Instruction:
Rescale the coordinates in the answers from the line containing "the hurdle, indicate" through the last line of the entries by multiplying each by 0.8 and rounding to whole numbers, with halves rounded up. Write out every line in that span again, requests included, with the answers changed this way.

## start

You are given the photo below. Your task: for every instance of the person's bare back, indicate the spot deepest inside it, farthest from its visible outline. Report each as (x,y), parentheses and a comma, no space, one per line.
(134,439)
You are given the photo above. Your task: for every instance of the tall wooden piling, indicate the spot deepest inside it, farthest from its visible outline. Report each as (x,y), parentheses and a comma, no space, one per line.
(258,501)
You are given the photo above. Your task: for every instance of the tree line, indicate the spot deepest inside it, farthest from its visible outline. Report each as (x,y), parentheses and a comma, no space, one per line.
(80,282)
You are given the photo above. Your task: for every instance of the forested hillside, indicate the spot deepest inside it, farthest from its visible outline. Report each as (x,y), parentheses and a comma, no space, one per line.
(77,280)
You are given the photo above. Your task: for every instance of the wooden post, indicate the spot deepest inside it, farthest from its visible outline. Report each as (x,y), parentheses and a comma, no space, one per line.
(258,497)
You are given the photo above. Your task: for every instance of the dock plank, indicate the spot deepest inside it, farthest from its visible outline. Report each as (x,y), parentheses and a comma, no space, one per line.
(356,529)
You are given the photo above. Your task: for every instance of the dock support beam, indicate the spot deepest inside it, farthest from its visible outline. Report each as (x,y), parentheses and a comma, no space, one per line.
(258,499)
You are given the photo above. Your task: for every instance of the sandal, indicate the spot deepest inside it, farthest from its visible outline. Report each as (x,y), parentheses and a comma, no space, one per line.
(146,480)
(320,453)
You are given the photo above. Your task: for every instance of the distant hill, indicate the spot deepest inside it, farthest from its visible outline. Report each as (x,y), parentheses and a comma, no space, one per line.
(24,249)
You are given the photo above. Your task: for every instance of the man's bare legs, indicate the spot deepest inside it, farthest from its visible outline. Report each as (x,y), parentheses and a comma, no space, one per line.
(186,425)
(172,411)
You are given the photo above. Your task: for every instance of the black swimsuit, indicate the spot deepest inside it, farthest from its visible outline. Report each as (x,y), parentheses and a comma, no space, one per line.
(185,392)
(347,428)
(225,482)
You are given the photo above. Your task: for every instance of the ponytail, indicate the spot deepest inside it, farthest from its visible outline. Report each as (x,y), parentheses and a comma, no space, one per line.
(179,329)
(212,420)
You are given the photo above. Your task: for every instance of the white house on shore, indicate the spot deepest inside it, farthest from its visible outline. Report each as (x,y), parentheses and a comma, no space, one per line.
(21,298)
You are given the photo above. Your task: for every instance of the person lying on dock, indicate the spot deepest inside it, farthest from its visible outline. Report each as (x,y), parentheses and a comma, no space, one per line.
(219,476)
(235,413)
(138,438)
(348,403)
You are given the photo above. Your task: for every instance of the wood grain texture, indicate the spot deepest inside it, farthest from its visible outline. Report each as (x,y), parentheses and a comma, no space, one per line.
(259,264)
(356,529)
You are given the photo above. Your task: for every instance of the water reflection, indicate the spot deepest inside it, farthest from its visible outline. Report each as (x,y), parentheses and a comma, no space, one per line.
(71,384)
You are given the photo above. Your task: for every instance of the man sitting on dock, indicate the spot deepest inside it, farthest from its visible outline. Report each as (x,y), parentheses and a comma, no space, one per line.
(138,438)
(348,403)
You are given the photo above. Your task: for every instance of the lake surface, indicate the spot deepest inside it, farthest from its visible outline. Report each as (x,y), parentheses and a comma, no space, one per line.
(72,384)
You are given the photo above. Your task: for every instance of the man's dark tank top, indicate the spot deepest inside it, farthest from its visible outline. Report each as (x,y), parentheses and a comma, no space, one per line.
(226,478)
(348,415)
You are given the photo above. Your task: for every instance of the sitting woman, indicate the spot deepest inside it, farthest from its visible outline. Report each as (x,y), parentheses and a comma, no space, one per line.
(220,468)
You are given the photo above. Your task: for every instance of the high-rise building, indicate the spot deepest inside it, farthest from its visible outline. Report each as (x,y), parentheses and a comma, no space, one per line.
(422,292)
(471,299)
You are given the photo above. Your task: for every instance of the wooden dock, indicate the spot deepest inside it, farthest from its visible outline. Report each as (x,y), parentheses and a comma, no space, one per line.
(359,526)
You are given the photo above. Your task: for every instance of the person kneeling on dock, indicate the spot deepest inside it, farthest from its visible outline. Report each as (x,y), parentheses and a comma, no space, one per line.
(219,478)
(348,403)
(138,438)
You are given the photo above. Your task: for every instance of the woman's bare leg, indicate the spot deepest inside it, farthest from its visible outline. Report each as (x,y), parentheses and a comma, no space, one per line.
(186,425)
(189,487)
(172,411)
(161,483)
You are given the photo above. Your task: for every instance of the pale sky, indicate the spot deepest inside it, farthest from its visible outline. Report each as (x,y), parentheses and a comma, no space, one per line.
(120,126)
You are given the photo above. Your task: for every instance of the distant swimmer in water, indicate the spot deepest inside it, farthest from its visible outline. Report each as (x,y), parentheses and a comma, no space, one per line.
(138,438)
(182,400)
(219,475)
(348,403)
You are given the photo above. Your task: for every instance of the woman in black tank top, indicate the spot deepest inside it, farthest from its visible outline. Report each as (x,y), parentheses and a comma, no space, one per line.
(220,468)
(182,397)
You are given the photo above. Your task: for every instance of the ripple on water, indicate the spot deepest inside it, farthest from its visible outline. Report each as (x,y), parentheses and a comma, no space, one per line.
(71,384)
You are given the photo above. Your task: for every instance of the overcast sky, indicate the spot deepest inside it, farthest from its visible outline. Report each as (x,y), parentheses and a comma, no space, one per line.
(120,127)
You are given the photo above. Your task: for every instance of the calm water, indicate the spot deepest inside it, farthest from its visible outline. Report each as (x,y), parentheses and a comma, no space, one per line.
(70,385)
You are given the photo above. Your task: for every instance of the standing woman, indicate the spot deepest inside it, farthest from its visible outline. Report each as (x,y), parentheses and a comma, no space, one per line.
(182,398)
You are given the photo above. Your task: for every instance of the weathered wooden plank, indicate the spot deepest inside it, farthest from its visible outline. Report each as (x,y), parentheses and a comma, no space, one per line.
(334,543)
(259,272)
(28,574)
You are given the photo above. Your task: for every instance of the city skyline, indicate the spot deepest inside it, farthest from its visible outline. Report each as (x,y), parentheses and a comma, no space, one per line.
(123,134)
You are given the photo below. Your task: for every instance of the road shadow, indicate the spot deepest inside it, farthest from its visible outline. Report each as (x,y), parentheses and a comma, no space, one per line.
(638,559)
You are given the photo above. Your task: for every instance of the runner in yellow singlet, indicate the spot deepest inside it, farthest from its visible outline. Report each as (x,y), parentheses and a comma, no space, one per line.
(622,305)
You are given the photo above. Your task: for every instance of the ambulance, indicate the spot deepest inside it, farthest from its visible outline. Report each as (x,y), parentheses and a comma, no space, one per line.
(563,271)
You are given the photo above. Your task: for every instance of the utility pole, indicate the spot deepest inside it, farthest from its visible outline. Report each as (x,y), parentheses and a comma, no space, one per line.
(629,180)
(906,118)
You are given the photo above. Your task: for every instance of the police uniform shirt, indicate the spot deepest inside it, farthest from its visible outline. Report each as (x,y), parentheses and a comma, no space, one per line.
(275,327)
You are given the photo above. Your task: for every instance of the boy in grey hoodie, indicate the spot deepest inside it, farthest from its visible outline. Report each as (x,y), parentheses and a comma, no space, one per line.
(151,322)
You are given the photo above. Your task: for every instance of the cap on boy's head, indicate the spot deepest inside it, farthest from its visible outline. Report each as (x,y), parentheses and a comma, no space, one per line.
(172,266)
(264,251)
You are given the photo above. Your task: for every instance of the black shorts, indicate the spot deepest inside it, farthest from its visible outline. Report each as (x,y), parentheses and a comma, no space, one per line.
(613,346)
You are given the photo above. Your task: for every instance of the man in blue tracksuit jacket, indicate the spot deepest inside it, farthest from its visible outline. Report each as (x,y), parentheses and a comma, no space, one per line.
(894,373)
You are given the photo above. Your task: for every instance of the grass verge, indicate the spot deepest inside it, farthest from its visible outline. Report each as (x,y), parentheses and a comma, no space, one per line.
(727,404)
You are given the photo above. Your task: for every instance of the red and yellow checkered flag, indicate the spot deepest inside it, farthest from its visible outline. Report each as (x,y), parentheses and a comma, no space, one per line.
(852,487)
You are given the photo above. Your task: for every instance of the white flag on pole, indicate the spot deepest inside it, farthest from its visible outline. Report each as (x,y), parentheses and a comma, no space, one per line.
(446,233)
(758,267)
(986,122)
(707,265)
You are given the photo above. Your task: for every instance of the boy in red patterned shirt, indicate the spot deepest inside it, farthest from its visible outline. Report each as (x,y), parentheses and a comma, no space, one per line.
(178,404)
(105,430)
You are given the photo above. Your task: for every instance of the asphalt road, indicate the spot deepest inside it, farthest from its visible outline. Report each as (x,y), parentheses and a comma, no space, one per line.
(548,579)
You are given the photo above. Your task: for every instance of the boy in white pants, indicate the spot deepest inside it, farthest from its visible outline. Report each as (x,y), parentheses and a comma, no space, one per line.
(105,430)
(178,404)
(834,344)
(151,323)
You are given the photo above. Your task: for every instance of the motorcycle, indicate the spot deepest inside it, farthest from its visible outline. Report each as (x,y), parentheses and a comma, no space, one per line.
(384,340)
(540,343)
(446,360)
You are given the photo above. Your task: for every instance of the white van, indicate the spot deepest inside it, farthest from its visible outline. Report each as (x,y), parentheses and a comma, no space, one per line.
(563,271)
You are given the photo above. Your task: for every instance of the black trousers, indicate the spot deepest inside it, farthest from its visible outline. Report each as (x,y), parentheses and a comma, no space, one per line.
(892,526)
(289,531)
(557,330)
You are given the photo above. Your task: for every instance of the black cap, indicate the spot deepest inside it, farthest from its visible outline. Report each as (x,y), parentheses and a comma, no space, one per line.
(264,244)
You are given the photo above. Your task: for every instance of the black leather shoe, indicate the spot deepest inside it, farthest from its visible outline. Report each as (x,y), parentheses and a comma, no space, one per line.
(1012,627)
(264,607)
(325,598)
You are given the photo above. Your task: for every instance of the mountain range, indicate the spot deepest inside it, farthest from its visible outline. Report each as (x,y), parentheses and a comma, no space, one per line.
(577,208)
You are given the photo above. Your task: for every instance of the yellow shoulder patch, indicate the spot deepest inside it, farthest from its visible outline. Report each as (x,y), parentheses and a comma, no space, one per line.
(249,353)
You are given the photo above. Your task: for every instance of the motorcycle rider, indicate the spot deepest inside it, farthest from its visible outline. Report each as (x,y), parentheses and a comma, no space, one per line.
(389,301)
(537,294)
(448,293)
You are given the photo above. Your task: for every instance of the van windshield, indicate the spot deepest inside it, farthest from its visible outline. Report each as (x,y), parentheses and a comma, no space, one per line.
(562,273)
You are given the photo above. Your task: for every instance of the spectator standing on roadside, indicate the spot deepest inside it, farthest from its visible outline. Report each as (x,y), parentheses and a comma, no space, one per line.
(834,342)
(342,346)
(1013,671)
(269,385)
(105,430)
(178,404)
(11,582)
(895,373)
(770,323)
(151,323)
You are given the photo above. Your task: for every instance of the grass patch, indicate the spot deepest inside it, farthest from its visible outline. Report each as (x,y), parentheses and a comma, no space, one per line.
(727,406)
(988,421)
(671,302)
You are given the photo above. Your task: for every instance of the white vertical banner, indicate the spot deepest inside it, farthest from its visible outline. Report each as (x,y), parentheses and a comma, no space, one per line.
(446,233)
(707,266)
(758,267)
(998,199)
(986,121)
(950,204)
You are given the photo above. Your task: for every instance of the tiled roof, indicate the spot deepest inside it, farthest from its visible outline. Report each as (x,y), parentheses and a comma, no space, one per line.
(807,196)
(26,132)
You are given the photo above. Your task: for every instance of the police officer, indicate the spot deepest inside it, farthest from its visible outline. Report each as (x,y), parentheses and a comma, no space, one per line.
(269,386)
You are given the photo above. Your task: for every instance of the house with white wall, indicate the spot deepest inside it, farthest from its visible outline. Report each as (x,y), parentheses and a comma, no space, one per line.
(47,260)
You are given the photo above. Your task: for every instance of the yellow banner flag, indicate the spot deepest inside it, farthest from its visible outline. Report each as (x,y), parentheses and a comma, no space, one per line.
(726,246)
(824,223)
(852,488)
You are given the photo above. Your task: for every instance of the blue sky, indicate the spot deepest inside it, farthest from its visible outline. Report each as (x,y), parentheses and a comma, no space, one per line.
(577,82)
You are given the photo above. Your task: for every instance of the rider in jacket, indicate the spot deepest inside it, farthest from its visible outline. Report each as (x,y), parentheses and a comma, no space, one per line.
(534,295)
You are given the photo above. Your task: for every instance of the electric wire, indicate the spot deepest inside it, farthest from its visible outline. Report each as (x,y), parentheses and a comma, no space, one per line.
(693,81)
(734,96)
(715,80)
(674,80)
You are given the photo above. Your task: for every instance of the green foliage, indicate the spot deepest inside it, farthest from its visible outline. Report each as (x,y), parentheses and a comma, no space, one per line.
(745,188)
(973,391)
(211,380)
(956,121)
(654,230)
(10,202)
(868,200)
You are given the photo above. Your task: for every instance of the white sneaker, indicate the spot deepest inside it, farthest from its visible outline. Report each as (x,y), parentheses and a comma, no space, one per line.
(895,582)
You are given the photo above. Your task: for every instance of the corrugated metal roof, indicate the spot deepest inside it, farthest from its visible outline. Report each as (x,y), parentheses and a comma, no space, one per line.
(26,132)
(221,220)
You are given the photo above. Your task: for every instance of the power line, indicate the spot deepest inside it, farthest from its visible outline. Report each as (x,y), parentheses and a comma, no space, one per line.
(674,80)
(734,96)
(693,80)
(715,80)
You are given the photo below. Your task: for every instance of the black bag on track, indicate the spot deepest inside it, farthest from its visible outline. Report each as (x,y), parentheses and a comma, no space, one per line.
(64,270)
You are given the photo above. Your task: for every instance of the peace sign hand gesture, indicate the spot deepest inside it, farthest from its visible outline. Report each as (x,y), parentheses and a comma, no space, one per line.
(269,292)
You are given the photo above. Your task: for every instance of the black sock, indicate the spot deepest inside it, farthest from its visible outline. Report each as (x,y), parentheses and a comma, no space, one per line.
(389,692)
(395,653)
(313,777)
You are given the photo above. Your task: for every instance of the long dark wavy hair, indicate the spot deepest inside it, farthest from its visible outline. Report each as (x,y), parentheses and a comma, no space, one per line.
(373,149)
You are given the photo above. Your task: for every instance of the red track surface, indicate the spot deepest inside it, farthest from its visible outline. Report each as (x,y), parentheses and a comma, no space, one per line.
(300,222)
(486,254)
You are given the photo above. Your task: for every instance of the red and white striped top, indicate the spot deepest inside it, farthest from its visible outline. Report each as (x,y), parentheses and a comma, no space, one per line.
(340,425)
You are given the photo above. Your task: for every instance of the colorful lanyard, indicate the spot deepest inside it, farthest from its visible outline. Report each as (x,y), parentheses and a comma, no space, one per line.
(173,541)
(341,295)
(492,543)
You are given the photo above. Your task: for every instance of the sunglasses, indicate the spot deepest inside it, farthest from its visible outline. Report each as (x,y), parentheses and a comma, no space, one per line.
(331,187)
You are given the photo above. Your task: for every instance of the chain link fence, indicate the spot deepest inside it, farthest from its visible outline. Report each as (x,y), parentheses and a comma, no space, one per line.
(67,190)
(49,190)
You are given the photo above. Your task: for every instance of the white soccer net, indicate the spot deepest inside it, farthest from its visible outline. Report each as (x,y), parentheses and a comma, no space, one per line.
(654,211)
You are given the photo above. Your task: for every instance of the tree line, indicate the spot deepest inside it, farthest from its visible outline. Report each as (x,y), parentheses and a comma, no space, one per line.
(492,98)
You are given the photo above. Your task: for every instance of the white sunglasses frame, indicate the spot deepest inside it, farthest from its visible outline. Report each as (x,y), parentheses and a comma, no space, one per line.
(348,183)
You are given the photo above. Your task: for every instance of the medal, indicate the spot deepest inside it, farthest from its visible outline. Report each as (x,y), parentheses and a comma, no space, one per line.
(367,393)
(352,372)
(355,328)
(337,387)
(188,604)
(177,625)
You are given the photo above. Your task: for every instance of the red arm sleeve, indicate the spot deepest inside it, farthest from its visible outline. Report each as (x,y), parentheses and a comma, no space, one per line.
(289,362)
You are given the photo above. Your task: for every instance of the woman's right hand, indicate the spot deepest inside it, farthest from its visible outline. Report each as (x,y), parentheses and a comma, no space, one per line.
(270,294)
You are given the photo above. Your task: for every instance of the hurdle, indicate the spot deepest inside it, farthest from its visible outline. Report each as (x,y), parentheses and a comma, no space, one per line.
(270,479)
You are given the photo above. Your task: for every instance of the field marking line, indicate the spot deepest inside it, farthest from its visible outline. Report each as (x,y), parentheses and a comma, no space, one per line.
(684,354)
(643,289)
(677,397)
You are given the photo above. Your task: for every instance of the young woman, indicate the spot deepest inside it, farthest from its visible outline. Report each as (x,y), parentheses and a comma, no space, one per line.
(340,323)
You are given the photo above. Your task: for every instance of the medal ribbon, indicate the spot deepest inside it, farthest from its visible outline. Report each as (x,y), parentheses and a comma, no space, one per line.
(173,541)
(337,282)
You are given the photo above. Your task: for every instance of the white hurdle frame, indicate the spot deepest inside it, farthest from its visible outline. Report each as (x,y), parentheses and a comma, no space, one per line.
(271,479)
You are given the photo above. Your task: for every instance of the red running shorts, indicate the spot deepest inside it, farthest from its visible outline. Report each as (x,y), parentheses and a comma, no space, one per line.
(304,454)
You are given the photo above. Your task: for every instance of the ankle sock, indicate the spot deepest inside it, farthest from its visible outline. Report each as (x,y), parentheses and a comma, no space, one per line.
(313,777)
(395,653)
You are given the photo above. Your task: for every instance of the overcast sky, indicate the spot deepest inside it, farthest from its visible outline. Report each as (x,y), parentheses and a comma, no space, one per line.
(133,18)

## end

Solution below:
You are given the photo above. Your task: for every instance of the hurdle, indicate the spot deepest inside it, farthest from its visible outline. Report each as (x,y), parentheses and a comma, no space, one per line.
(216,383)
You are given the photo above. Your task: for every instance of the field marking line, indicate the spot deepest inside it, farthest from its visible outline. Report each as (x,y), parentheses and a comma, no space, one per line.
(547,283)
(514,231)
(542,318)
You are given the photo above. Your task: for every instance of the young woman, indicate the spot deepest inside it, farthest from its visible outline. Report each as (x,y), parentheses and a comma, no space, one per line.
(272,258)
You are given the photo above. Your task: for every instance of the medal ribbon, indicate the spot deepest inside it, farthest from its visible outline. Report each as (x,y), parentheses and a comma, no space, one per line.
(138,433)
(270,226)
You are given the photo above. Your task: for every instance of the white hurdle frame, indicate the spot deepest inside it, farthest from its visible outline. Report each as (x,y), parentheses and a comma, no space, one per line.
(217,383)
You are given the photo above. Your task: for every instance of the red running shorts, indicate the spot deepest inside it, farthest from its visible outline. Report each as (x,y), parentheses and a comma, no space, one per line.
(243,363)
You are given the photo above. Your task: for every instance of the ankle sock, indicate the spot deepest inside it, farthest from its visible outline. Report each as (x,y), parentheses and a comma, no space, one per line.
(250,622)
(316,522)
You are given the photo above. Your task: for every instance of the overcast sky, indicate the spot deepest inside it, farthest from its visible outline. Report each as (x,y), parentheses and a comma, no space, one per line.
(106,14)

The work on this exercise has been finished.